Psychisch kranke Kinder - und wer hilft den Eltern?
Mit 15 Jahren bekam der Sohn von Susanne H. (Name von der Redaktion geändert) die Diagnosen Depressionen und Angststörung. Um besser mit der Situation umgehen zu können, suchte sie Hilfe. Doch die ist für Eltern mit psychisch kranken Kinder rar gesät.
Alles fing an, als Yannick H. das erste Mal eine Panikattacke in der Schule hatte. Von der erzählte er den Eltern noch, wie es danach weiterging, jedoch nicht. "Ich bekam einen Anruf von der Lehrerin, die sagte, dass mein Sohn öfter Panikattacken hätte und dass sie mir raten würde, dies näher untersuchen zu lassen". Ungewöhnlich schnell bekam sie für ihren Sohn einen Platz bei einer Therapeutin. "Nach ein paar Sitzungen erzählte diese mir dann, dass Yannick höchstgradig suizidal sei. Das war ein absoluter Schock für mich. Wir haben als Eltern nichts bemerkt."

■ ■ ■ ■ ■ ■ ■

• Aufgabe 1: Fasse den Text über psychisch kranke Kinder in zwei Sätzen zusammen.
• Aufgabe 2: Wer teilte Susanne H. laut dem Text über psychisch kranke Kinder mit, dass ihr Sohn öfter Panikattacken hatte?
• Aufgabe 3: Warum suchte Susanne H. nach den Diagnosen ihres Sohnes Hilfe? Antworte in einem Satz, gestützt auf den Text über psychisch kranke Kinder.

(Daten zur Punktlokalisierung)
■ ■ ■ ■ ■ ■ ■

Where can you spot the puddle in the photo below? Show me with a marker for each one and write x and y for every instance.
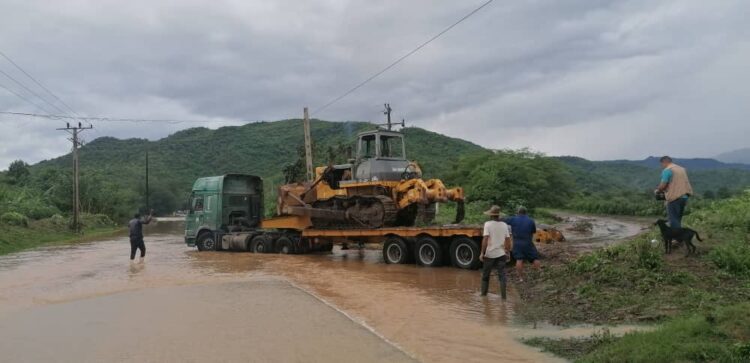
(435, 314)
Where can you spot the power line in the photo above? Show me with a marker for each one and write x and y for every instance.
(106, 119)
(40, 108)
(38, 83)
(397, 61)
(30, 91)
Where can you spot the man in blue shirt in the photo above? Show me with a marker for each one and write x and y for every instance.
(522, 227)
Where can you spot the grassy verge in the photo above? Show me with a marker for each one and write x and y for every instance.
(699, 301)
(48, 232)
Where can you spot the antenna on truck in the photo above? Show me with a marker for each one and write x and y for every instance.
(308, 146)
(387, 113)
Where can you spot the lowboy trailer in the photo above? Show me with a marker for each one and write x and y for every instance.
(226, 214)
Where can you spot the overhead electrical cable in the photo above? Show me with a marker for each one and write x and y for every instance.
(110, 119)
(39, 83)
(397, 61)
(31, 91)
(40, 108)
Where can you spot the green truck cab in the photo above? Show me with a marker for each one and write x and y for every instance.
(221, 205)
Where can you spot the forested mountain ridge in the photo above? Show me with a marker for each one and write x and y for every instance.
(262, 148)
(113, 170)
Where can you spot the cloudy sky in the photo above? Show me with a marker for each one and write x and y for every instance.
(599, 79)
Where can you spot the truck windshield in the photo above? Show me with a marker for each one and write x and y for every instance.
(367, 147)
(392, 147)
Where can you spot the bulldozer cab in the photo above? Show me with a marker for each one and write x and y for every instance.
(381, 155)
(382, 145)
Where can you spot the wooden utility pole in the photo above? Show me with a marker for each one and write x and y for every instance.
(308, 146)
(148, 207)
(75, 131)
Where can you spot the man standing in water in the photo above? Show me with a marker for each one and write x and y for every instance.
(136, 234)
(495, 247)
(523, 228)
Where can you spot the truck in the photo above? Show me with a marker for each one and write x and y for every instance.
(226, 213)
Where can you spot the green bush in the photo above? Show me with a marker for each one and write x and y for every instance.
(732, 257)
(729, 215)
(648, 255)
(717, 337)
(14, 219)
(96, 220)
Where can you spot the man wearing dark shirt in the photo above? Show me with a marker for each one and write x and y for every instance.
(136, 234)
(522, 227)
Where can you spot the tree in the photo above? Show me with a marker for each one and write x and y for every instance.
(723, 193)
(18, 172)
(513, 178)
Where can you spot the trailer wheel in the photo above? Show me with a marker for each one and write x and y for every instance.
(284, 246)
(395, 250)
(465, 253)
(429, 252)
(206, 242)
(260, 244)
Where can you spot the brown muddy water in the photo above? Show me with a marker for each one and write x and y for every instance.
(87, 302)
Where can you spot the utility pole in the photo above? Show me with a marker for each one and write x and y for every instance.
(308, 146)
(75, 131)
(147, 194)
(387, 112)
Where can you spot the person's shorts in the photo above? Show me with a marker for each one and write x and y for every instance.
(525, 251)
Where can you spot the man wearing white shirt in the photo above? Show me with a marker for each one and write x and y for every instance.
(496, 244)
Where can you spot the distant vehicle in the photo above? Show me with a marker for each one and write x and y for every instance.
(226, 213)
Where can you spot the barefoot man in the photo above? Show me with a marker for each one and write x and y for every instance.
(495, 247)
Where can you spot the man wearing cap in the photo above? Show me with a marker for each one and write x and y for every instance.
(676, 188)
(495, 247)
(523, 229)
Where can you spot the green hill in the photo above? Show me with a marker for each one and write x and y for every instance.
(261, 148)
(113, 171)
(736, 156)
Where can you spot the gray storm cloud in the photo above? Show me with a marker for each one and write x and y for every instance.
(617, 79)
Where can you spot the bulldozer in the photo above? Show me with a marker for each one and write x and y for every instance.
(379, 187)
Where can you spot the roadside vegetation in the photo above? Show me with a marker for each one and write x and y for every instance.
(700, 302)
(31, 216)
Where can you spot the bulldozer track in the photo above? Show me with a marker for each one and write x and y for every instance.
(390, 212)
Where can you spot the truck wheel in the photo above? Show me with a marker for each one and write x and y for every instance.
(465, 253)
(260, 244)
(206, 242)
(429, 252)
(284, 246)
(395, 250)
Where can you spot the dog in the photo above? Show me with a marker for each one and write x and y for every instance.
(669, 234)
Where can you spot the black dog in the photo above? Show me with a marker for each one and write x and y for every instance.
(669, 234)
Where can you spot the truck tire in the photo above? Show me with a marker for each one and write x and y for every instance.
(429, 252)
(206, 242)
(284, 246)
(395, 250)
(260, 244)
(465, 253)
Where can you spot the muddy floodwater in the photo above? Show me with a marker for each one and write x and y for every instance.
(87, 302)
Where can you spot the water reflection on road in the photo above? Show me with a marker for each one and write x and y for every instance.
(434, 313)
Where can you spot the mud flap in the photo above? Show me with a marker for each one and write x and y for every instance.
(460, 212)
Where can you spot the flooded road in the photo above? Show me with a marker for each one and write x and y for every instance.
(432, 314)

■ ■ ■ ■ ■ ■ ■

• Antwort 1: Der Sohn von Susanne H. erhielt mit 15 Jahren die Diagnosen Depressionen und Angststörung, und seine Mutter suchte Hilfe, die für Eltern psychisch kranker Kinder jedoch rar ist. Es begann mit Panikattacken in der Schule, auf die eine Lehrerin die Mutter hinwies, und später erfuhr sie von einer Therapeutin, dass Yannick höchstgradig suizidal sei, was die Eltern zuvor nicht bemerkt hatten.

• Antwort 2: Eine Lehrerin rief sie an und teilte es ihr mit.

• Antwort 3: Sie suchte Hilfe, um mit der Situation besser umgehen zu können.